• _Testo_
☆ ☆ ☆ ☆ ☆ ☆ ☆

Un cambio al vertice che non si realizzerà col XX Congresso. Il XIX (18-24 ottobre 2017) ha interrotto la tradizione di indicare un “erede designato” a metà del mandato del segretario generale (decennale per consuetudine) e presidente della repubblica (dieci anni stabiliti dalla costituzione, prima della riforma del 2018). Ma, ciò che più conterà, sarà se il prossimo Congresso darà un’indicazione chiara sulla successione, in modo da non rompere del tutto con le precedenti transizioni di leadership, ordinate e istituzionalizzate, che – assieme alla duttilità ideologica del Partito – hanno costituito fattori chiave di resilienza dell’autoritarismo cinese.

☆ ☆ ☆ ☆ ☆ ☆ ☆

• _Dati forniti_

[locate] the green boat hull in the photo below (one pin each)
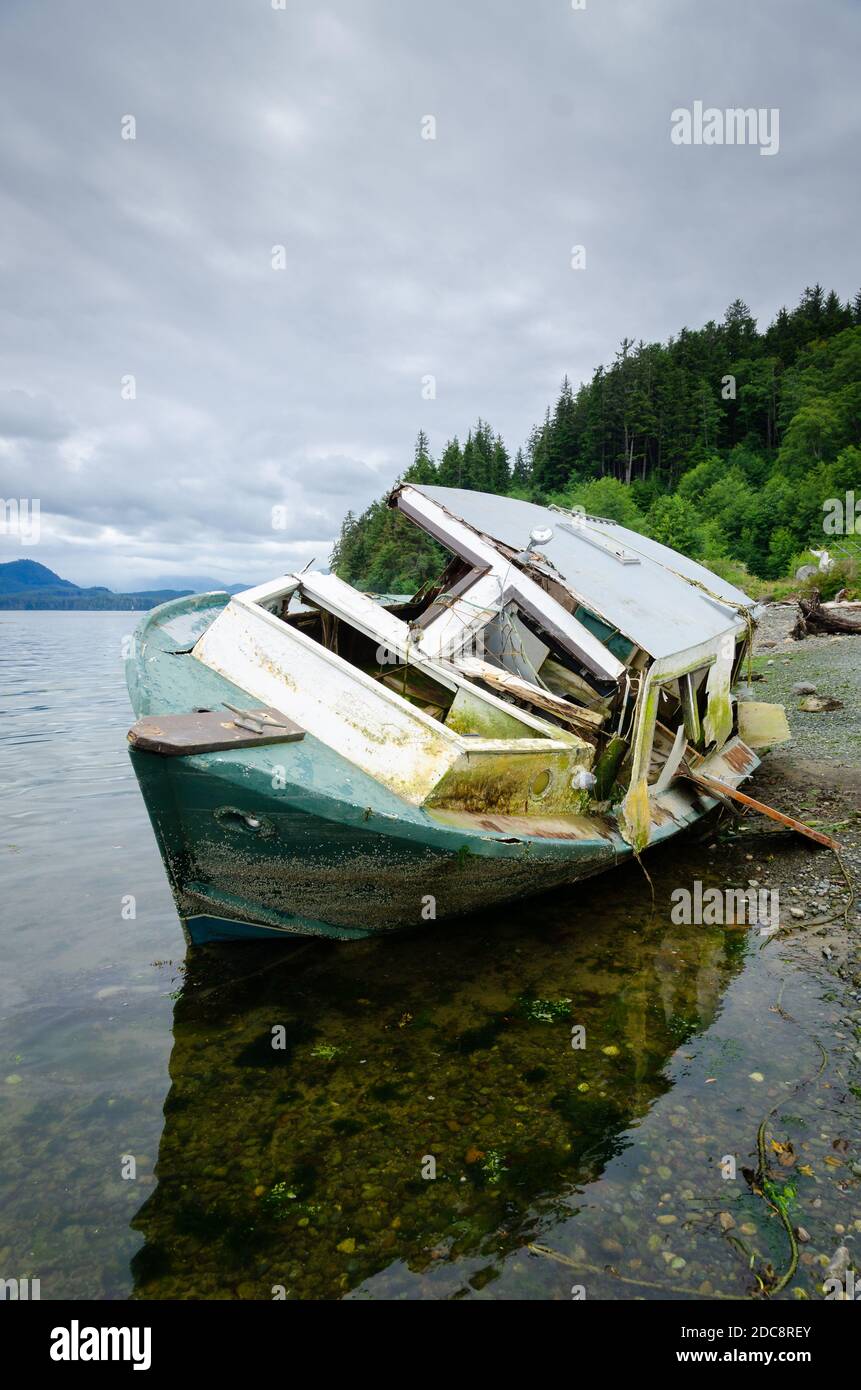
(294, 840)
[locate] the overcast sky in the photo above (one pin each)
(405, 257)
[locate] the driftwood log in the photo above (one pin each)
(815, 619)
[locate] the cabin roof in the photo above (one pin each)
(643, 588)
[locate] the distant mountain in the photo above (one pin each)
(196, 584)
(24, 576)
(25, 584)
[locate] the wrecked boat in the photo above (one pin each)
(319, 763)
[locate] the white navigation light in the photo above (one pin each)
(540, 535)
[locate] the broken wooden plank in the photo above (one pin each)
(575, 715)
(815, 617)
(718, 788)
(212, 730)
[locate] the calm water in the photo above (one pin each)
(303, 1168)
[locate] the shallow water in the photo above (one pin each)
(303, 1169)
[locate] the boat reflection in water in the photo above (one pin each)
(303, 1169)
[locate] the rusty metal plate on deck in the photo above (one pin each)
(212, 731)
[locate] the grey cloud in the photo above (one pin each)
(258, 128)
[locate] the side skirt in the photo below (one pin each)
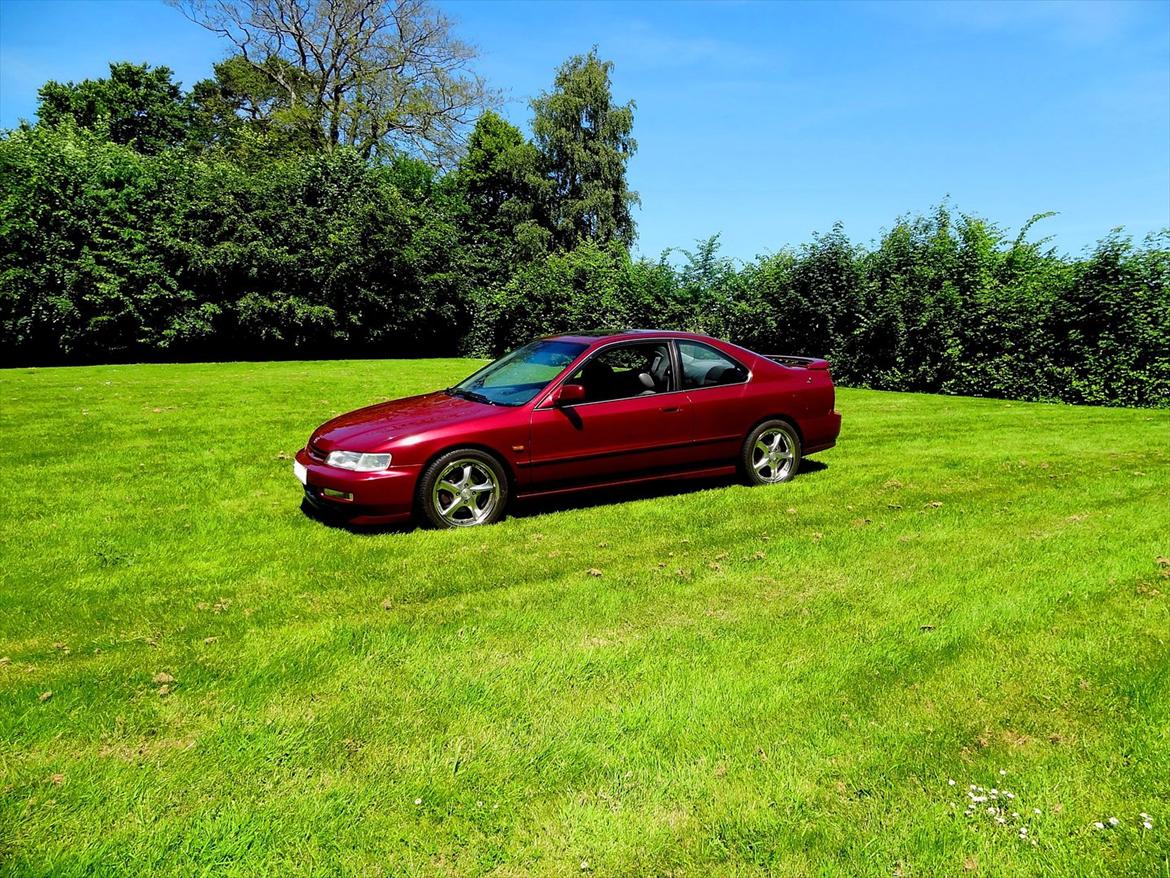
(706, 473)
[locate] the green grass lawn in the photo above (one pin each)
(720, 681)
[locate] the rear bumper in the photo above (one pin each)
(382, 498)
(821, 432)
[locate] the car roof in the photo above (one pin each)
(621, 335)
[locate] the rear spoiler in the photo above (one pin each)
(798, 362)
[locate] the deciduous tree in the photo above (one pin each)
(384, 74)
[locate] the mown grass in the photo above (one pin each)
(759, 681)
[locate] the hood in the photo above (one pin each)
(371, 427)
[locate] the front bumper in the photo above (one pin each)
(382, 498)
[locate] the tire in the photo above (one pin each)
(771, 453)
(465, 487)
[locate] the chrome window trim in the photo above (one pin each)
(725, 356)
(670, 341)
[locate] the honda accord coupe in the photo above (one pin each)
(570, 412)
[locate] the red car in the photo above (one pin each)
(568, 412)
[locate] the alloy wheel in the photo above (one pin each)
(466, 492)
(772, 455)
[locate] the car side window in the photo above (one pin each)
(703, 367)
(624, 371)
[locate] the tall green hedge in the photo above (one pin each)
(107, 253)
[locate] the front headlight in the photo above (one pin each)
(357, 461)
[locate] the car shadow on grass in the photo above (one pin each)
(583, 499)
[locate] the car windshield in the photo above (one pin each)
(520, 376)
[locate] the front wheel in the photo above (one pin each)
(463, 488)
(771, 453)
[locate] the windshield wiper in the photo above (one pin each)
(469, 395)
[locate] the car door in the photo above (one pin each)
(716, 386)
(633, 420)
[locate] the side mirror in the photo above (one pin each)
(568, 395)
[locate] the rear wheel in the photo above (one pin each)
(463, 488)
(771, 453)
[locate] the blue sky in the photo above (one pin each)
(768, 122)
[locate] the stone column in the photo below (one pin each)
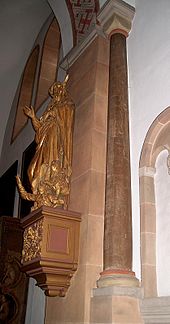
(118, 219)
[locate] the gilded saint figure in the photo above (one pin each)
(50, 169)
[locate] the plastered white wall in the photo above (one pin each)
(149, 88)
(162, 195)
(35, 310)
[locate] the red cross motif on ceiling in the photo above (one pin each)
(83, 15)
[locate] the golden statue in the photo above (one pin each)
(50, 169)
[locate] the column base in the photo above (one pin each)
(116, 305)
(116, 277)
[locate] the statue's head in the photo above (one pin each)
(58, 89)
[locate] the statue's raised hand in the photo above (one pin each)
(29, 111)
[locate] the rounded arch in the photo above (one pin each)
(157, 140)
(49, 62)
(25, 93)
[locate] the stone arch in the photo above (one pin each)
(49, 62)
(157, 140)
(25, 93)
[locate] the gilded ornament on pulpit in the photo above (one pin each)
(50, 170)
(32, 241)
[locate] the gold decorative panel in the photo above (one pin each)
(51, 248)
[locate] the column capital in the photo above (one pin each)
(116, 16)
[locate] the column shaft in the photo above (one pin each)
(118, 223)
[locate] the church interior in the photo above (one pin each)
(94, 78)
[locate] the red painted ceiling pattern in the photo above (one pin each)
(83, 15)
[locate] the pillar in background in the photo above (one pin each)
(116, 300)
(118, 216)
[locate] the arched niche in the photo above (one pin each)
(25, 93)
(49, 62)
(157, 140)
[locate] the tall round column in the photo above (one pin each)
(118, 215)
(118, 223)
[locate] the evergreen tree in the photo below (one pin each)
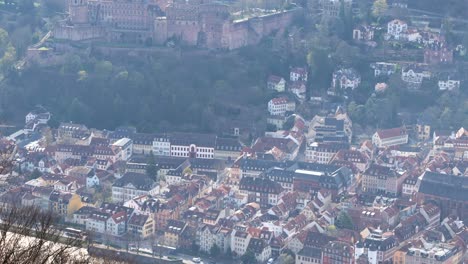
(344, 221)
(152, 168)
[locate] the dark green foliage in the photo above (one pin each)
(152, 168)
(344, 221)
(160, 93)
(215, 250)
(289, 123)
(249, 258)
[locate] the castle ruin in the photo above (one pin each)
(201, 23)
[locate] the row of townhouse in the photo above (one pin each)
(115, 220)
(183, 145)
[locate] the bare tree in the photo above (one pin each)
(27, 235)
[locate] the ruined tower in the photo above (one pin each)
(78, 11)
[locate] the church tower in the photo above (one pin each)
(78, 11)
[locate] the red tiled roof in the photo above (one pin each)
(393, 132)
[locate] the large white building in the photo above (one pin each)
(397, 29)
(323, 152)
(346, 79)
(162, 146)
(125, 145)
(191, 145)
(414, 75)
(449, 83)
(280, 105)
(390, 137)
(132, 185)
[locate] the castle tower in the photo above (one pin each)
(78, 11)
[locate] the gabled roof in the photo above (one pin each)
(138, 180)
(390, 133)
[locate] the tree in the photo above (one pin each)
(103, 69)
(35, 174)
(249, 258)
(344, 221)
(215, 250)
(187, 171)
(379, 8)
(289, 123)
(28, 236)
(286, 259)
(151, 168)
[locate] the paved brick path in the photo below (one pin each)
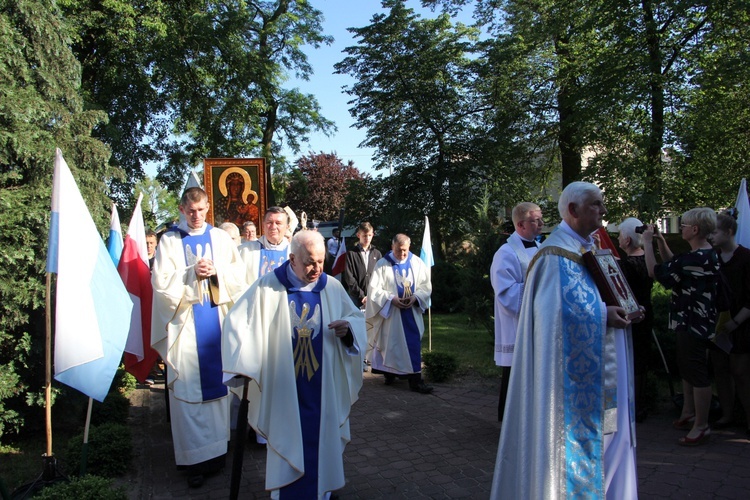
(406, 445)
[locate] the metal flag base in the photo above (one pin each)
(49, 476)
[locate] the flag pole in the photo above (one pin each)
(239, 444)
(48, 365)
(85, 449)
(429, 325)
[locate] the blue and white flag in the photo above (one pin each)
(114, 243)
(426, 252)
(743, 216)
(92, 313)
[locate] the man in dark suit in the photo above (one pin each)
(360, 261)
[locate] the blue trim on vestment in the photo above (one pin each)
(309, 390)
(408, 323)
(583, 381)
(207, 326)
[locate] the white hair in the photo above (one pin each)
(577, 193)
(302, 239)
(627, 229)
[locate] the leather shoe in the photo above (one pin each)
(684, 424)
(699, 439)
(422, 388)
(718, 425)
(196, 480)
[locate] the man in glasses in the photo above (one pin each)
(508, 276)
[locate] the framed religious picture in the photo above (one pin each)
(610, 281)
(236, 189)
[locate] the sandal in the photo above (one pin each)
(700, 439)
(684, 424)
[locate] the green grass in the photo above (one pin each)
(472, 345)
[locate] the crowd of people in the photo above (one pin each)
(241, 317)
(580, 364)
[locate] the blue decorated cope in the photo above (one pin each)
(308, 328)
(206, 318)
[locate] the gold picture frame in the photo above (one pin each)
(610, 281)
(236, 189)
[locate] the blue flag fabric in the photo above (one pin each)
(426, 252)
(743, 216)
(92, 313)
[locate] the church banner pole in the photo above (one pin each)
(85, 449)
(48, 365)
(429, 325)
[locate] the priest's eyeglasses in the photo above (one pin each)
(539, 221)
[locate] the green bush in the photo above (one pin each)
(440, 366)
(109, 452)
(446, 296)
(124, 382)
(85, 488)
(115, 408)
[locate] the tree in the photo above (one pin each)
(187, 80)
(320, 184)
(416, 96)
(40, 109)
(614, 82)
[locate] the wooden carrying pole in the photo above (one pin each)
(48, 364)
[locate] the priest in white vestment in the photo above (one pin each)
(400, 290)
(298, 338)
(196, 276)
(264, 254)
(508, 277)
(568, 431)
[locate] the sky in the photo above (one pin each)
(327, 86)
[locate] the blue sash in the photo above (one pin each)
(308, 327)
(206, 318)
(271, 259)
(583, 384)
(405, 287)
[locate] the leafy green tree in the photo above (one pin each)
(712, 126)
(158, 205)
(40, 109)
(415, 96)
(182, 81)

☆ ☆ ☆ ☆ ☆ ☆ ☆

• _Compiti da svolgere_
**1.** Stabilite se le affermazioni seguenti concordano con il brano sulla successione al vertice cinese, rispondendo sì o no e citando le parole decisive del brano. (a) Il XIX Congresso si è svolto dal 18 al 24 ottobre 2017. (b) Il XIX Congresso ha indicato un erede designato a metà del mandato. (c) La durata decennale della presidenza della repubblica era fissata solo per consuetudine.
**2.** Elencate, nell'ordine in cui compaiono, tutti i numeri scritti in cifre arabe nel brano sulla successione al vertice cinese.
**3.** Proseguite il brano sulla successione al vertice cinese a partire dalla sua ultima frase.

• _Risposte per compito_
**1.**
(a) Sì: «Il XIX (18-24 ottobre 2017)».
(b) No: «ha interrotto la tradizione di indicare un “erede designato” a metà del mandato».
(c) No: «dieci anni stabiliti dalla costituzione».

**2.** 18, 24, 2017, 2018

**3.**
Tra il centenario del Partito e il Congresso ci sarà un altro passaggio delicato, le Olimpiadi invernali del 2022 (4-20 febbraio), che dovranno essere protette da qualsiasi tentativo di boicottaggio internazionale (non a caso si sta discutendo di tenervi alla larga i supporter stranieri, ufficialmente causa Covid). Quelle di Pechino del 2008 segnarono uno dei momenti di maggiore successo del soft power cinese. Per sovrintendere alla loro organizzazione il Partito aveva scelto l’uomo che quattro anni più tardi sarebbe stato eletto segretario generale. Oggi Xi ha impegni più urgenti dei giochi, primo fra tutti quello di giustificare agli occhi dei compagni di Partito il suo continuo accentramento di potere, in una situazione economica che si è fatta più difficile e in un quadro internazionale sempre più ostile.